17 de maio de 2018

Numa pedra

"A forma como fazes qualquer coisa é a forma como fazes todas as coisas".

Unicidade

Mas haverá mesmo essa distinção entre estética e ética? Não é verdade que todo caminho define ao mesmo tempo uma direção e também uma forma de caminhar? Não são quase sinônimos? "Para frente" é uma direção ou um modo? Retidão é um alvo ou uma forma de contornar? Existe diferença entre um objeto e os contornos funcionais que o definem? A natureza afinal possui substrato?! Somos (aquilo) o que somos ou (a forma) como somos? Não é todo ser afinal — — adverbial? 

As estéticas são éticas. A breguice (pra dar o exemplo) não somente descreve, mas prescreve também. 

Tomar cuidado com armadilhas filosóficas! 

Historinhas

É possível ser cínico e responsável ao mesmo tempo? As responsabilidades precisam ser inventadas e, então, aceitas enquanto invenções. O mundo criou uma tabela de valores tacanha, inveterada, incrivelmente brega. Rejeitemo-la em bases estéticas, mas sem lhe esquecer as lições. 

16 de maio de 2018

Pai de rapina

Perenear nosso estilo é semelhante a acolhê-lo com grandes asas paternais. Protegê-lo, sim, mas também desafiá-lo, pô-lo à prova; alimentá-lo com música e silêncio, bem como avaliá-lo (com toda crueldade) e incentivá-lo a enfrentar a vergonha e o medo. Somo-lhe pais para o bem e para o mal. A tarefa da paternidade possui duração. Perenear um estilo, como a um espírito, é prepará-lo para a adultice, cultivá-lo em meio a bons hábitos e suficientemente alertá-lo para o perigo (quando não for possível fortalecê-lo). Nem toda poesia terá métrica. Que tenha então alma.

Entradas de apontamento e rotulagem:
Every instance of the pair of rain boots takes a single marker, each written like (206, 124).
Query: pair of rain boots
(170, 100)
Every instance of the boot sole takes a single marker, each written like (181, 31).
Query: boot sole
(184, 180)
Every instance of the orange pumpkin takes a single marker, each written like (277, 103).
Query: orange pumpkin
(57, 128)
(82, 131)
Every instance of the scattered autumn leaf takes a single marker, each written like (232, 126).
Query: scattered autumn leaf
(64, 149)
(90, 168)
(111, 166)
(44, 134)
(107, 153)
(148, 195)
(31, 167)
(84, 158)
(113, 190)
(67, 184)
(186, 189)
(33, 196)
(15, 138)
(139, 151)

» Problemas e tarefas:
a - Reescreva a passagem do trecho que vai de "Mas haverá mesmo" até "com armadilhas filosóficas!", trocando "breguice" por "cafonice".
b - De acordo com o trecho, o que a breguice faz além de descrever?

» Resultados:
a -
Mas haverá mesmo essa distinção entre estética e ética? Não é verdade que todo caminho define ao mesmo tempo uma direção e também uma forma de caminhar? Não são quase sinônimos? "Para frente" é uma direção ou um modo? Retidão é um alvo ou uma forma de contornar? Existe diferença entre um objeto e os contornos funcionais que o definem? A natureza afinal possui substrato?! Somos (aquilo) o que somos ou (a forma) como somos? Não é todo ser afinal — — adverbial? 

As estéticas são éticas. A cafonice (pra dar o exemplo) não somente descreve, mas prescreve também. 

Tomar cuidado com armadilhas filosóficas!

b - Também prescreve.